(What the task requires) Take the part that opens at the start of the items and closes with the line containing "(1165, 281)", and swap "one per instance" for "one for each instance" throughout it, changing nothing else. Give back only those lines, leaving out the pictures.
═══
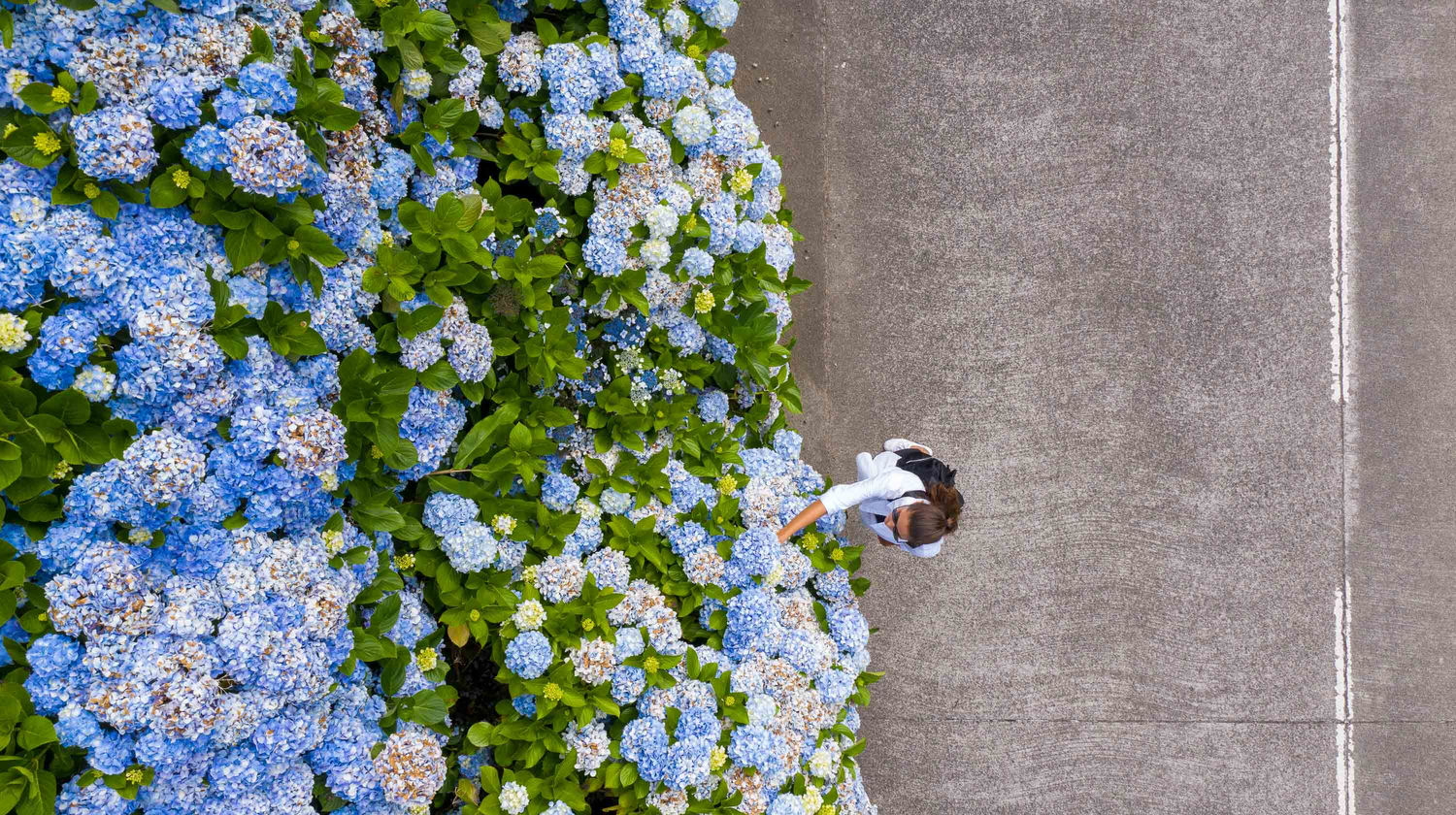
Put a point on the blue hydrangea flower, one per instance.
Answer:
(268, 84)
(721, 67)
(114, 143)
(529, 655)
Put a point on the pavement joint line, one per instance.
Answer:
(1340, 392)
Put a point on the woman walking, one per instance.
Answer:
(906, 497)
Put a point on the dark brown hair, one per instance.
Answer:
(940, 517)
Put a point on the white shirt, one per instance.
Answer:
(877, 492)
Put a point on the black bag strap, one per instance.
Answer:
(913, 494)
(928, 468)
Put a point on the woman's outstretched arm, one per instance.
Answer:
(806, 517)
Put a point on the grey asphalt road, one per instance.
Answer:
(1168, 282)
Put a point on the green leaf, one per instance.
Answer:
(163, 192)
(474, 441)
(261, 43)
(384, 616)
(38, 98)
(434, 25)
(35, 731)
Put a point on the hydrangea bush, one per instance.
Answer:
(392, 419)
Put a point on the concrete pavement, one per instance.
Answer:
(1165, 281)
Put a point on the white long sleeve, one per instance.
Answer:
(844, 495)
(897, 444)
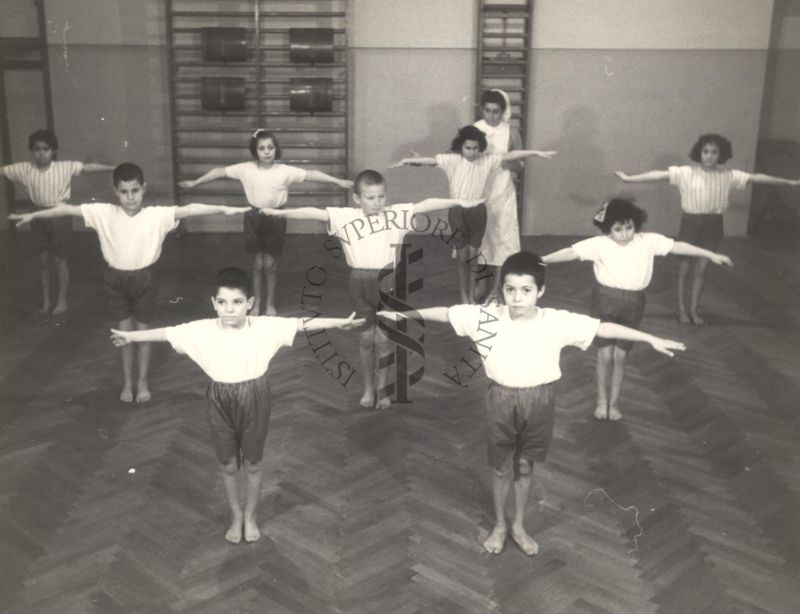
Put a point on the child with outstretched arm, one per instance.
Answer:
(368, 234)
(520, 345)
(235, 351)
(131, 237)
(623, 266)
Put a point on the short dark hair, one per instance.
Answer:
(234, 278)
(723, 144)
(493, 96)
(469, 133)
(523, 263)
(621, 210)
(127, 171)
(367, 178)
(45, 136)
(262, 134)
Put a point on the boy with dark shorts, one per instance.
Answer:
(368, 235)
(520, 346)
(235, 351)
(131, 237)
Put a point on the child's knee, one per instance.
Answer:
(231, 467)
(524, 468)
(252, 468)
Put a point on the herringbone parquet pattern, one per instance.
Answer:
(688, 505)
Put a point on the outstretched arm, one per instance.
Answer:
(770, 180)
(434, 204)
(197, 209)
(343, 323)
(609, 330)
(124, 337)
(568, 254)
(643, 177)
(680, 248)
(300, 213)
(61, 210)
(95, 167)
(431, 314)
(414, 161)
(325, 178)
(212, 175)
(519, 154)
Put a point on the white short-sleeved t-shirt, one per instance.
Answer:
(522, 353)
(467, 179)
(266, 188)
(629, 266)
(368, 240)
(706, 191)
(129, 242)
(46, 188)
(230, 355)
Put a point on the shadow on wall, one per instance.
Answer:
(580, 166)
(416, 183)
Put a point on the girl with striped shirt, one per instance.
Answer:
(468, 169)
(704, 189)
(47, 182)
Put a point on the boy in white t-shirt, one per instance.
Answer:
(520, 346)
(623, 266)
(131, 237)
(369, 235)
(235, 351)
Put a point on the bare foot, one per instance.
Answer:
(496, 540)
(251, 531)
(601, 412)
(524, 541)
(696, 319)
(142, 392)
(126, 396)
(234, 533)
(367, 399)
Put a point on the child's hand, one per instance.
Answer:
(721, 259)
(21, 218)
(352, 322)
(119, 337)
(666, 345)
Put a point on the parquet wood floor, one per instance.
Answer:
(690, 504)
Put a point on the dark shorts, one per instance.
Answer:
(702, 230)
(263, 233)
(238, 418)
(520, 423)
(467, 225)
(53, 234)
(131, 293)
(619, 306)
(365, 294)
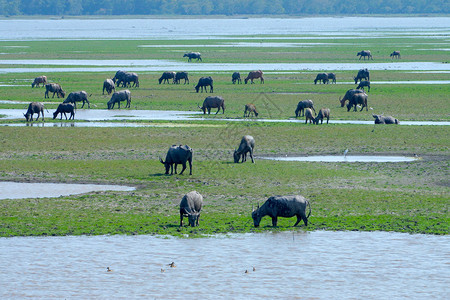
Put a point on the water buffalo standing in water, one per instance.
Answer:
(236, 77)
(213, 102)
(282, 206)
(64, 108)
(75, 97)
(254, 75)
(34, 108)
(117, 97)
(179, 76)
(166, 76)
(302, 105)
(321, 77)
(247, 145)
(54, 88)
(364, 53)
(195, 55)
(323, 113)
(204, 82)
(380, 119)
(109, 86)
(178, 155)
(250, 108)
(38, 80)
(190, 206)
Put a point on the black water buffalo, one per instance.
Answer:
(38, 80)
(118, 97)
(178, 155)
(181, 75)
(195, 55)
(34, 108)
(213, 102)
(204, 82)
(54, 88)
(190, 206)
(166, 76)
(236, 77)
(75, 97)
(64, 108)
(321, 77)
(247, 145)
(254, 75)
(109, 86)
(302, 105)
(380, 119)
(282, 206)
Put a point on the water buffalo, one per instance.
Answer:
(190, 206)
(54, 88)
(213, 102)
(380, 119)
(64, 108)
(109, 86)
(254, 75)
(321, 77)
(282, 206)
(204, 82)
(365, 53)
(362, 74)
(166, 76)
(34, 108)
(178, 155)
(117, 97)
(247, 145)
(195, 55)
(75, 97)
(236, 77)
(250, 108)
(179, 76)
(396, 54)
(302, 105)
(38, 80)
(323, 113)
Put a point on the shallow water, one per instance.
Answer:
(22, 190)
(288, 265)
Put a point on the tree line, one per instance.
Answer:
(221, 7)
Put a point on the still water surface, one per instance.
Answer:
(300, 265)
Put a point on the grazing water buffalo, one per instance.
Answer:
(117, 97)
(195, 55)
(321, 77)
(34, 108)
(213, 102)
(302, 105)
(54, 88)
(362, 74)
(38, 80)
(190, 206)
(204, 82)
(246, 146)
(179, 76)
(75, 97)
(64, 108)
(109, 86)
(166, 76)
(323, 113)
(178, 155)
(236, 77)
(250, 108)
(380, 119)
(254, 75)
(282, 206)
(365, 53)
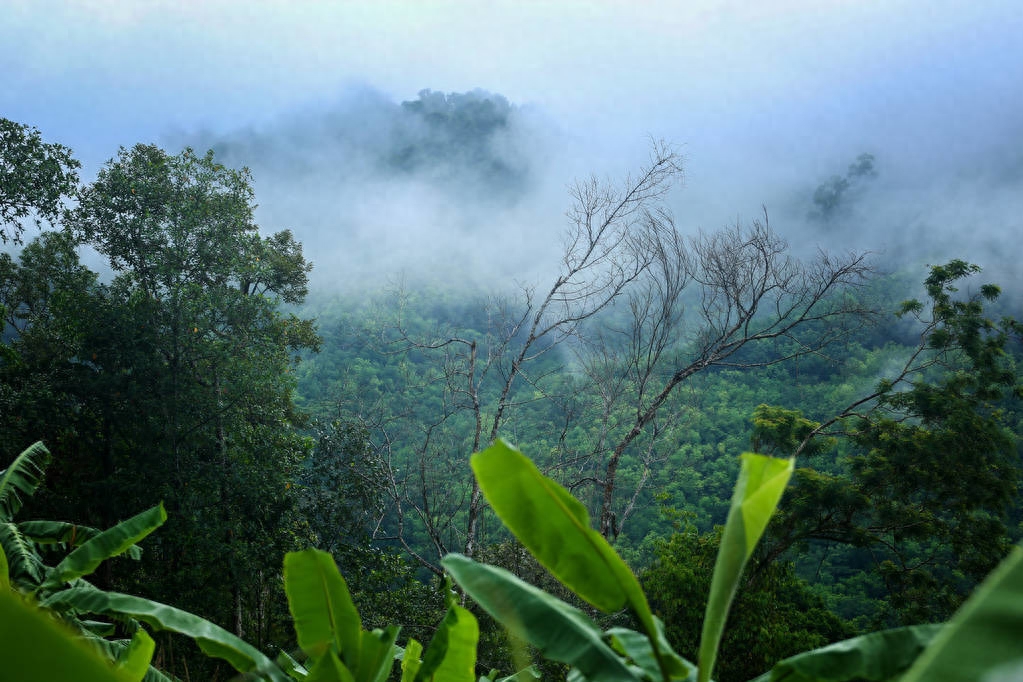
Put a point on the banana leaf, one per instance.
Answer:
(109, 543)
(321, 606)
(562, 632)
(877, 656)
(761, 483)
(211, 638)
(984, 633)
(34, 647)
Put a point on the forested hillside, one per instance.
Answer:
(194, 367)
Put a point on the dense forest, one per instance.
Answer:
(193, 367)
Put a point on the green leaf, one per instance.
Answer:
(21, 479)
(759, 489)
(410, 661)
(637, 648)
(321, 606)
(213, 639)
(105, 545)
(553, 526)
(4, 576)
(62, 533)
(329, 669)
(451, 654)
(983, 634)
(36, 648)
(25, 567)
(562, 632)
(877, 656)
(377, 654)
(292, 668)
(134, 662)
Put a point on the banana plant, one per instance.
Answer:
(556, 529)
(339, 649)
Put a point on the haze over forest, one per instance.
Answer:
(766, 105)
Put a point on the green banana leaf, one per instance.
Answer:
(4, 575)
(292, 668)
(636, 647)
(554, 527)
(321, 606)
(983, 634)
(329, 669)
(213, 639)
(134, 661)
(878, 656)
(451, 654)
(109, 543)
(376, 654)
(410, 661)
(761, 483)
(21, 479)
(25, 567)
(34, 647)
(65, 534)
(562, 632)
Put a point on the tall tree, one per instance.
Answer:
(933, 465)
(175, 378)
(35, 176)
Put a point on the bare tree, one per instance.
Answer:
(688, 304)
(710, 298)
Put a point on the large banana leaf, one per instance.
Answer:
(4, 575)
(983, 634)
(134, 661)
(636, 647)
(65, 534)
(107, 544)
(21, 479)
(878, 656)
(213, 639)
(34, 647)
(554, 527)
(376, 654)
(321, 606)
(451, 654)
(761, 483)
(562, 632)
(25, 567)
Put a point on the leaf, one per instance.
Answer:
(4, 576)
(562, 632)
(377, 654)
(759, 489)
(36, 648)
(292, 667)
(451, 653)
(21, 479)
(877, 656)
(213, 639)
(553, 526)
(983, 634)
(62, 533)
(636, 646)
(134, 662)
(25, 567)
(329, 669)
(321, 606)
(107, 544)
(410, 661)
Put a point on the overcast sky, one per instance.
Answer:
(766, 99)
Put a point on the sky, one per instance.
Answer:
(766, 100)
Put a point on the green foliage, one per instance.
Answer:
(35, 176)
(774, 614)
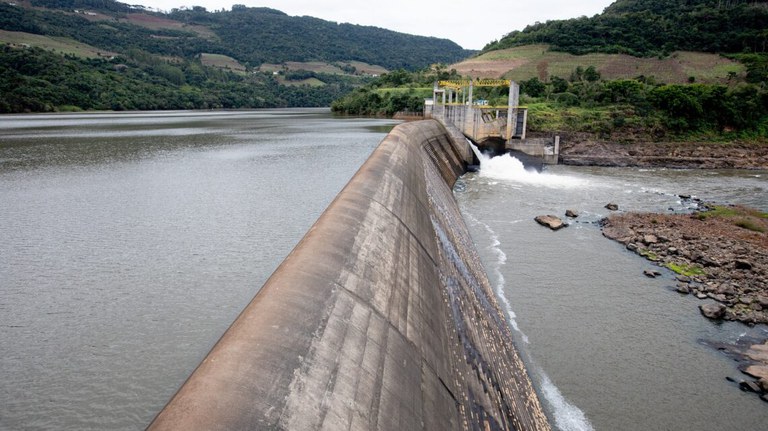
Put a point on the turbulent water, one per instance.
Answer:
(609, 348)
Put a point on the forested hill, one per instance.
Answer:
(101, 54)
(645, 28)
(250, 35)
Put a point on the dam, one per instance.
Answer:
(381, 318)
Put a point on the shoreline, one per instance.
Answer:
(720, 255)
(581, 149)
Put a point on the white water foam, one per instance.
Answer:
(567, 416)
(510, 169)
(501, 259)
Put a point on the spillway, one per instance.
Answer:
(382, 317)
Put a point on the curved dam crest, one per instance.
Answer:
(382, 317)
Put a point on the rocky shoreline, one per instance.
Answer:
(720, 255)
(586, 150)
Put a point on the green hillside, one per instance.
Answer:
(645, 28)
(102, 54)
(539, 61)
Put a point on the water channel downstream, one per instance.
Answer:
(132, 240)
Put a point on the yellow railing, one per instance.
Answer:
(478, 83)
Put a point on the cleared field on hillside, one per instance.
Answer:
(322, 67)
(530, 61)
(58, 44)
(222, 62)
(159, 23)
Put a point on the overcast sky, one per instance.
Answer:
(470, 23)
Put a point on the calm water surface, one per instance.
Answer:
(130, 242)
(610, 348)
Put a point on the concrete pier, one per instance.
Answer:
(381, 318)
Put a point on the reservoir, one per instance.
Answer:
(131, 241)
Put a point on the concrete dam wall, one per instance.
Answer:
(381, 318)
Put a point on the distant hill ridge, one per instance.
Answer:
(644, 28)
(250, 35)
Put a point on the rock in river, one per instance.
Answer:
(712, 310)
(550, 221)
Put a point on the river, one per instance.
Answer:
(610, 348)
(132, 240)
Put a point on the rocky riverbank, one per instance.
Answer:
(720, 255)
(586, 150)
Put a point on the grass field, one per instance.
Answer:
(312, 82)
(222, 62)
(58, 44)
(530, 61)
(321, 67)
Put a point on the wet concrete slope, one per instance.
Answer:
(381, 318)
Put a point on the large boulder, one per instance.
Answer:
(550, 221)
(713, 310)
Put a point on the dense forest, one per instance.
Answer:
(250, 35)
(38, 80)
(150, 60)
(655, 27)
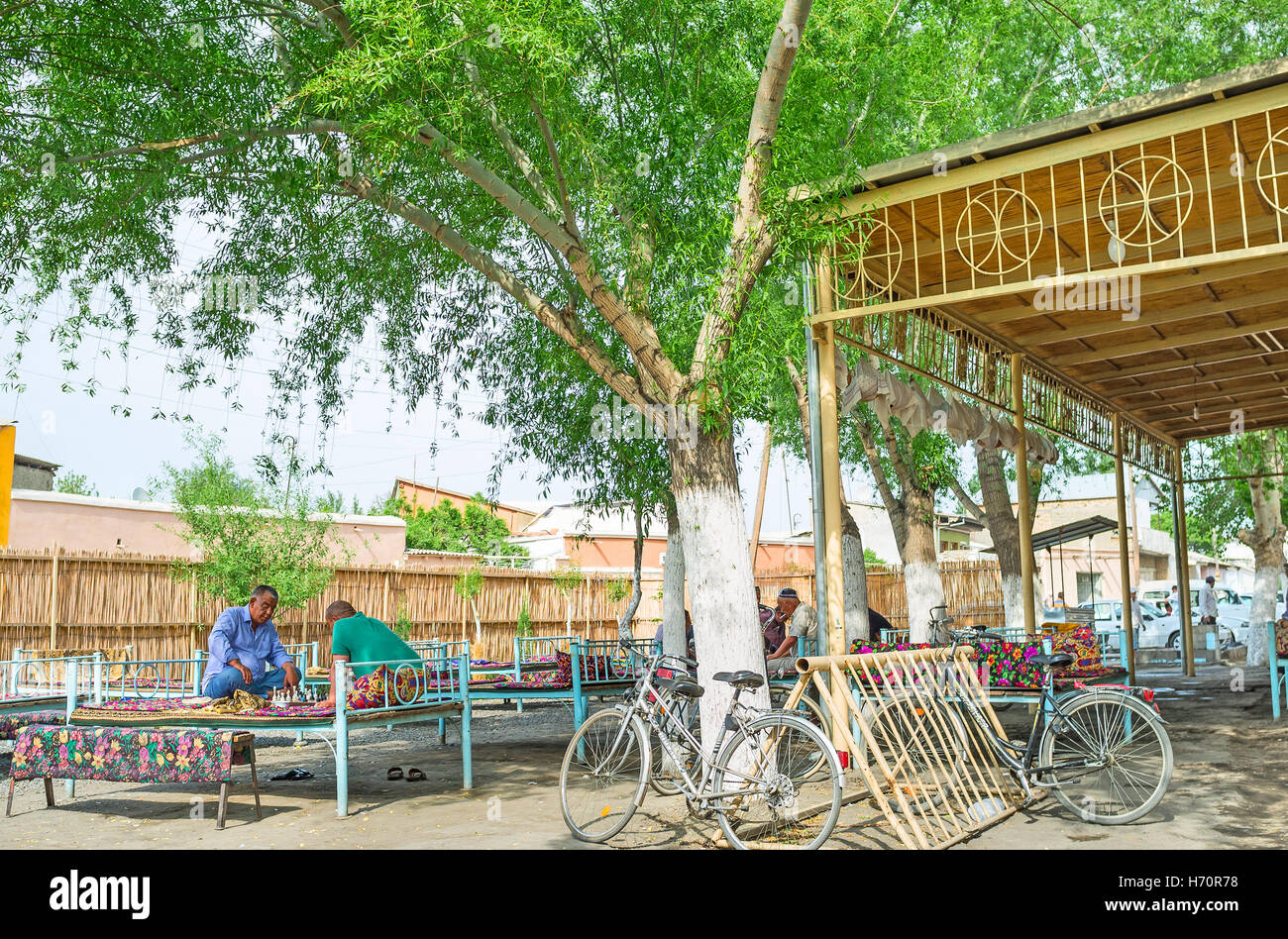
═══
(Exercise solution)
Put a point on the blue hydrangea flower, one for each instance.
Answer:
(268, 84)
(721, 67)
(114, 143)
(529, 655)
Put a point on the pavement joint line, one for each instance.
Answer:
(1340, 392)
Put a point on the woman walking, one for each instance.
Answer:
(906, 497)
Put a point on the dark brown hair, one for each instance.
Answer:
(940, 517)
Put a point on the white shirt, one for each instance.
Answer:
(877, 492)
Put a point on the black bag strap, one for each instance.
Answer:
(913, 494)
(928, 468)
Put a point on the woman's outstretched arm, one for each instance.
Answer:
(806, 517)
Put a point on the grey asphalt road, one for each instance.
Answer:
(1168, 282)
Put a point on the green leaf, one for each instance.
Answer:
(163, 192)
(474, 441)
(261, 43)
(384, 616)
(38, 98)
(434, 25)
(35, 731)
Put a point on the hydrangea bush, one for each instance.
Answer:
(392, 419)
Put a point on the concrete pavement, one for each instance.
Answer:
(1165, 281)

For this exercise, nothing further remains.